- _Task to complete_
Copy each line exactly. Drop every picture.

(Lines of data)
"""

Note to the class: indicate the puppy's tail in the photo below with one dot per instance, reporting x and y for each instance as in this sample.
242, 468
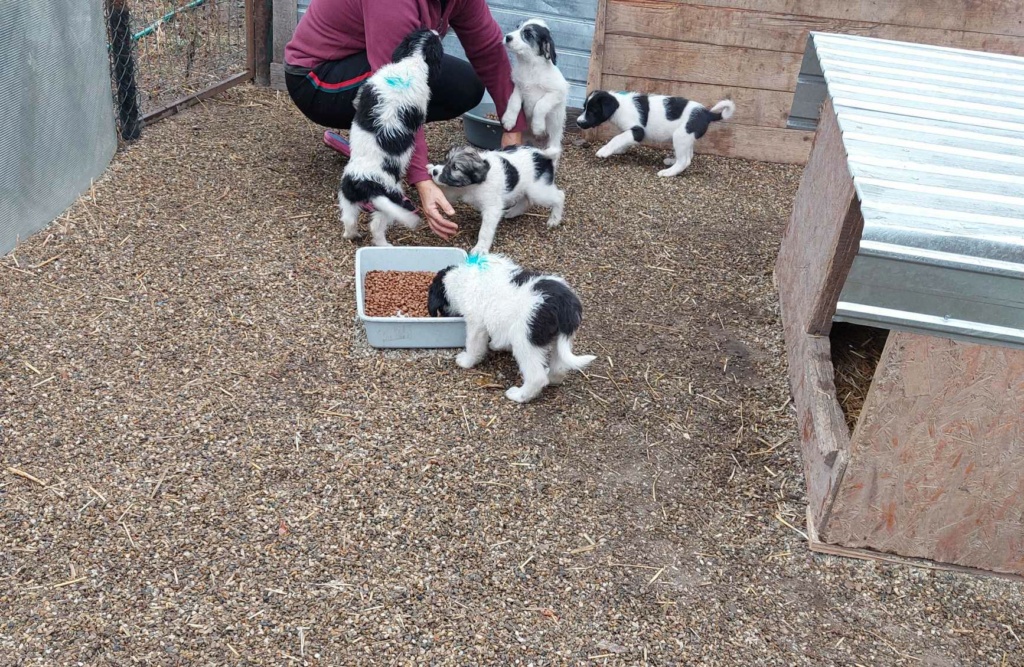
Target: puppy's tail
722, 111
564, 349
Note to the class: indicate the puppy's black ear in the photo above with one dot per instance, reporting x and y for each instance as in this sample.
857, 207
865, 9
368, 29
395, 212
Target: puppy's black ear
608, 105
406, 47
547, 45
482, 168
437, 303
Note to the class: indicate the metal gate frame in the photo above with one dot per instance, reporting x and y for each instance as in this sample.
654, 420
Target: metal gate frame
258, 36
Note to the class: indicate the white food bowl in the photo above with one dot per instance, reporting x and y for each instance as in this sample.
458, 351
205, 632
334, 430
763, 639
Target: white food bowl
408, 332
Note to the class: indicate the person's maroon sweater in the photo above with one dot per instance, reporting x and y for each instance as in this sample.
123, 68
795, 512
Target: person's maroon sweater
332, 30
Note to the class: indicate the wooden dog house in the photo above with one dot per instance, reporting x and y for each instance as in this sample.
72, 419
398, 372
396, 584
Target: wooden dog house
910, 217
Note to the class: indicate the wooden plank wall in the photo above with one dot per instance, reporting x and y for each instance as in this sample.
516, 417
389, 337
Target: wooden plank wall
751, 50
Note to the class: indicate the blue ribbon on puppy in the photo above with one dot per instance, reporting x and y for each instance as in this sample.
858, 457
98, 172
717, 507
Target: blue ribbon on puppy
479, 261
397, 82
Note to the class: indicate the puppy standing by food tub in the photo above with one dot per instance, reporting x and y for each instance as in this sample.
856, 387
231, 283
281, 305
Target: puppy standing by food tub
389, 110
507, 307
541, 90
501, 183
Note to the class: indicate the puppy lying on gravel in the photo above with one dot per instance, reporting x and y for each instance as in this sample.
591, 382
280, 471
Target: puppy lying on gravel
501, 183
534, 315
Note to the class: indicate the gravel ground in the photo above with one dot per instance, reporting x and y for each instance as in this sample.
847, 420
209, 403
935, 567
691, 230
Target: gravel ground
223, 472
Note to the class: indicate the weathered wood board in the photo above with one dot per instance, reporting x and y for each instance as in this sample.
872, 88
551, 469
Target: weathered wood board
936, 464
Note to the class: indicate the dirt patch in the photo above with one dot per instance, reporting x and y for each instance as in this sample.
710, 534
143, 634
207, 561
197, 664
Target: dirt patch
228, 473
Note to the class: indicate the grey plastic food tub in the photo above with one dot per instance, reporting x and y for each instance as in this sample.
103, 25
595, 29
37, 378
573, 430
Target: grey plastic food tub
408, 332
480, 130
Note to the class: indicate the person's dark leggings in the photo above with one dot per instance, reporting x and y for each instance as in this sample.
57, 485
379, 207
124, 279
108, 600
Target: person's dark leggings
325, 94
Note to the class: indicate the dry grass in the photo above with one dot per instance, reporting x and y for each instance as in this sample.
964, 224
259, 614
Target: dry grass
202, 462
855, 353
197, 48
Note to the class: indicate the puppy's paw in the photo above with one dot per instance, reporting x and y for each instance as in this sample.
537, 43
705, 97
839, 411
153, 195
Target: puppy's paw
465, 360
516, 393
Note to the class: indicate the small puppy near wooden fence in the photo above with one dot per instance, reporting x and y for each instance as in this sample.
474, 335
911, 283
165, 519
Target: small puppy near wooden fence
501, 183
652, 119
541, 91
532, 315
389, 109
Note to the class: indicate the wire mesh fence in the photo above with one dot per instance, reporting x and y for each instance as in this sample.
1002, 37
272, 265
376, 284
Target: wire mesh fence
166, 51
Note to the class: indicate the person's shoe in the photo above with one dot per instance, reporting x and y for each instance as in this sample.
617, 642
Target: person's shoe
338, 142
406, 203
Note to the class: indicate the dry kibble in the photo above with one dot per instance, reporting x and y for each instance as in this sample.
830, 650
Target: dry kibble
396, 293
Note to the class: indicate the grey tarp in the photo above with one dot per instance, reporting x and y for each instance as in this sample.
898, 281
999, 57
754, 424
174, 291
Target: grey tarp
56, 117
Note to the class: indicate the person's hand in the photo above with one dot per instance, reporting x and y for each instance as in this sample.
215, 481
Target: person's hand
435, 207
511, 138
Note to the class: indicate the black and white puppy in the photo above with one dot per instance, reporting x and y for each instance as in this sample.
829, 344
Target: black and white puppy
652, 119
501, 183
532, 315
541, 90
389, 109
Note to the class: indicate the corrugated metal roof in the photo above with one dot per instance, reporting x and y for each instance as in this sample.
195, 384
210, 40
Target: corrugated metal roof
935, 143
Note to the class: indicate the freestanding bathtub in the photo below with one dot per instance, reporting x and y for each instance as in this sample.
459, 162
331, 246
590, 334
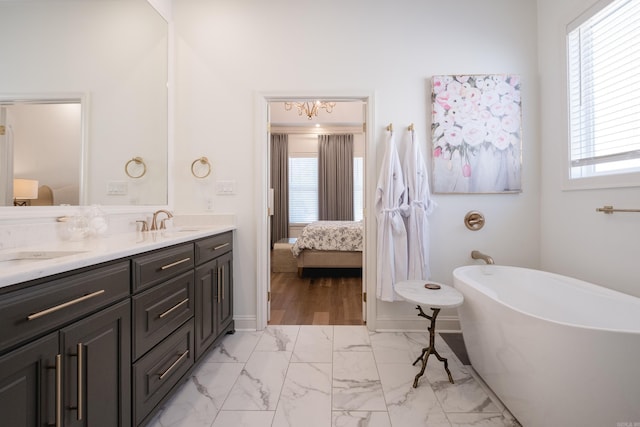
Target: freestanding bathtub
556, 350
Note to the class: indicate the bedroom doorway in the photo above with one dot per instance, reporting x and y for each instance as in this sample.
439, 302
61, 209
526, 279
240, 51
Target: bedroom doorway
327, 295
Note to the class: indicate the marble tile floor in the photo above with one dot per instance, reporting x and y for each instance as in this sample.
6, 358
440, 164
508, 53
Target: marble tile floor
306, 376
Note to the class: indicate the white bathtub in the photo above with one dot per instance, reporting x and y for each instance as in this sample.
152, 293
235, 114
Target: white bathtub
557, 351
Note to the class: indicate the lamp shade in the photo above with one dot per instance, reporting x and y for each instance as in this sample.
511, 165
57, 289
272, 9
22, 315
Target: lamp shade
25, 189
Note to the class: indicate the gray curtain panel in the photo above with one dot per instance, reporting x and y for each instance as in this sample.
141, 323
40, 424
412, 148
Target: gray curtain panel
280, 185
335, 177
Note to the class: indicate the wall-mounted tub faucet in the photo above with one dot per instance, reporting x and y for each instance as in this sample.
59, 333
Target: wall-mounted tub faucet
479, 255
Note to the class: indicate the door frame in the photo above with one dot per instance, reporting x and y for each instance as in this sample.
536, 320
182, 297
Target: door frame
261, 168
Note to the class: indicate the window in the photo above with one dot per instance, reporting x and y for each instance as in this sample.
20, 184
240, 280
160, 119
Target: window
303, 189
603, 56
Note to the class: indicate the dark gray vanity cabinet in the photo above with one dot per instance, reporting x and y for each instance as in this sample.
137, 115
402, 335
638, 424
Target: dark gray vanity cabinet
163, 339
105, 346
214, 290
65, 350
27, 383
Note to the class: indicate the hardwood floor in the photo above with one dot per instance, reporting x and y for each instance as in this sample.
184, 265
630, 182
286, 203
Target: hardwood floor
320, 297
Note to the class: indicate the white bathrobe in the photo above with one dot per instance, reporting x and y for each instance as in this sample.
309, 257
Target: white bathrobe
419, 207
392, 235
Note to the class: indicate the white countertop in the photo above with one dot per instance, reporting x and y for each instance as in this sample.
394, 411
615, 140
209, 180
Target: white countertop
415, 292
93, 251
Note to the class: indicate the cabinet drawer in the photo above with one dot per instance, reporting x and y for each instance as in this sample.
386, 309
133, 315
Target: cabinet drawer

"""

- _Written solution_
Note to the class: indicate the puppy's tail in the photo below with one dot per instance, reporting x and y for each instance as in this sample.
242, 468
Target: puppy's tail
722, 111
564, 349
Note to the class: indicate the puppy's black ear in the photo above with one dot per instance, reporting x and y for each instance as in this sample.
857, 207
865, 9
368, 29
395, 212
Target: puppy's black ear
608, 105
406, 47
547, 45
482, 168
437, 303
Note to the class: indicate the metal gate frame in the photo above with one dot per instance, reporting x and y for each instance as in this sample.
654, 420
Target: metal gate frame
258, 36
Note to the class: indicate the white food bowl in the photo above with one dot per instance, reporting x and y for each instance as in this sample.
458, 351
205, 632
334, 430
763, 639
Target: white food bowl
408, 332
Note to the class: indicate the person's maroon sweater in the photo above with one dot per instance, reporting x and y for each instance as in this sample.
123, 68
795, 512
Target: person's maroon sweater
332, 30
Note to the class: indicate the wooden dog house in the photo above with one dot per instance, reporting x and y for each instance as in this sample.
72, 419
398, 372
396, 584
Target: wooden dog house
910, 217
Note to the class: indicate the wooden plank wall in the photo above with one dot per instance, reporting x and y for each instance as in this sample.
516, 417
389, 337
Target: wooden plank wall
751, 50
Note to the class: indicate the blue ribbon on puppy in the photo above with one dot per instance, reporting x and y for each instance as in this sample.
858, 457
98, 172
717, 507
Target: blue ribbon on puppy
479, 261
397, 82
Note to the class: indicate the puppy standing by food tub in the photo above with one dot per instance, reporting x and y for each instance as in this sample.
856, 387
231, 283
281, 305
Target: puppy standing by food tub
389, 110
507, 307
541, 90
501, 183
Note to the class: indicate the puppy lying on gravel in the photo above with one dot per instance, reporting x and y for each instance as in this sample.
591, 382
280, 471
Target: puppy lying on gravel
501, 183
534, 315
Note to the class: indicate the gravel ground in the photo above with one dot per instance, reporting x and y for each instance as in this sample.
847, 420
209, 403
935, 567
691, 230
Target: gravel ground
223, 472
Note to the class: indicate the weathered wood board in the photo above with one dot per instance, reporting x and y for each instance as in this sample.
872, 88
551, 469
Target: weathered wood board
936, 464
Note to the class: indicate the dirt patch in the photo above with one dot per instance, reporting x and y for each instance as in this sample.
710, 534
143, 634
207, 561
197, 664
Target: dirt patch
228, 473
Note to the class: indicate the grey plastic food tub in the photo above with one dot per instance, reporting x and y for each instance as in this sample.
103, 25
595, 29
37, 378
573, 430
Target: grey plastic food tub
408, 332
480, 130
Note to the class: indicate the person's dark leggings in the photo above with one dot per instance, reporting x and y for each instance as in this sample.
57, 485
379, 207
124, 279
108, 600
Target: person's dark leggings
325, 94
Note to the class: indicate the dry grass in the photo above with one dot per instance, reporting x and y for each instance as in this sample.
964, 224
259, 614
Target: dry grass
202, 462
855, 353
197, 48
Note to the class: indicate the puppy's paw in the photo above with one dot per instance, reporting x and y for each instance as in this sample.
537, 43
705, 97
839, 411
153, 195
Target: puppy's paw
465, 360
516, 393
Note to the class: indicate the small puppy near wooden fence in the photo above with one dot per instance, reporting x and y for each instance as in this sample.
474, 335
911, 283
165, 519
Target: small puppy near wooden fence
501, 183
652, 119
541, 91
532, 315
389, 109
Note to the class: indicate the wire mesh fence in the photo above with one dot per instance, reporting x and y for each instance as in this sample.
1002, 37
272, 265
376, 284
Target: wire mesh fence
166, 51
Note to the class: indicate the person's shoe in the photo above with one dot per instance, reporting x and y for each instance as in this sample.
617, 642
Target: person's shoe
338, 142
406, 203
Note to the class: indicate the dry kibble in the photo above with one dot per instance, reporting x and y for each instance as in this sample.
830, 650
Target: dry kibble
396, 293
Note to the class: indicate the grey tarp in the photo above with one dot per instance, reporting x and y for each instance as in this sample.
898, 281
999, 57
754, 424
174, 291
Target: grey tarp
56, 117
Note to the class: indicate the person's hand in the photo above with one dot per instance, reporting x and y for each instance as in this sample.
215, 481
Target: person's hand
435, 207
511, 138
Note to the class: indicate the black and white puppy in the photo above with one dot per instance, reporting x and y for each instance as in this sample.
829, 344
Target: black and white puppy
652, 119
501, 183
532, 315
541, 90
389, 109
Note to the class: indicate the corrugated metal roof in the photo above with one dot per instance, reporting x and y for each instance as in this sample.
195, 384
210, 40
Target: corrugated metal roof
935, 143
Note to the class: indicate the freestanding bathtub in the photo below with one dot per instance, reporting x and y for each instance as in this sample.
459, 162
331, 246
590, 334
Target: freestanding bathtub
556, 350
Note to the class: indicate the bedroom doorway in the photo above with one dot per instance, reporting x and y for each instance as in this sample.
439, 302
61, 209
526, 279
240, 51
Target: bedroom doorway
327, 295
Note to the class: indicate the marble tile floor in the photo above with one dot per instance, reporting x and y for each instance as in this sample.
6, 358
440, 164
508, 53
Target: marble tile floor
306, 376
Note to the class: indicate the white bathtub in the photo above with one dot per instance, reporting x and y for each instance as in this sample.
152, 293
235, 114
Target: white bathtub
557, 351
Note to the class: indicate the lamp shade in the photo above with one dot per instance, reporting x and y for each instance as in this sample.
511, 165
57, 289
272, 9
22, 315
Target: lamp shade
25, 189
Note to the class: indicate the gray curtain panel in the photo above with one dot per instance, reporting x and y for each instance as in this sample.
141, 323
40, 424
412, 148
Target: gray curtain panel
280, 185
335, 177
Note to the class: indicate the wall-mounted tub faucet in the photo above with one dot per instance, reporting x and y for each instance as in this sample.
59, 333
Target: wall-mounted tub faucet
479, 255
Note to the class: indicate the door frame in the photo above with one dot per instance, reporting x and y for each instance as in this sample.
536, 320
182, 297
Target: door frame
261, 168
Note to the class: indicate the window in the photo above with one dot per instance, reporting x and y for each instance as in this sample.
20, 184
240, 280
160, 119
Target: window
303, 189
603, 56
Note to the class: indicate the dark gray vanity cabinet in the photo above with one dot per instance, reporting x and y for each instance as in this sample.
137, 115
402, 335
638, 424
Target: dark gray vanity cabinet
163, 339
105, 346
214, 290
65, 350
27, 383
Note to the class: indicate the hardwood floor in the photo above with one dot per instance, reporting x and y for each instance as in this sample.
184, 265
630, 182
286, 203
Target: hardwood floor
320, 297
Note to the class: indicate the white bathrobe in the photo above with one dot per instance, reporting x and y for each instance as in this sample.
309, 257
Target: white bathrobe
419, 207
392, 235
Note to the class: indicate the white countertop in the photo above with one dot per instance, reporting x and y for each instance as in this sample.
394, 411
615, 140
209, 180
Target: white countertop
415, 292
93, 251
Note to the class: indicate the cabinet drawer in the photo above with one dot per instance, reporting x and y for each instance as in this sample.
386, 309
133, 315
Target: cabinet drawer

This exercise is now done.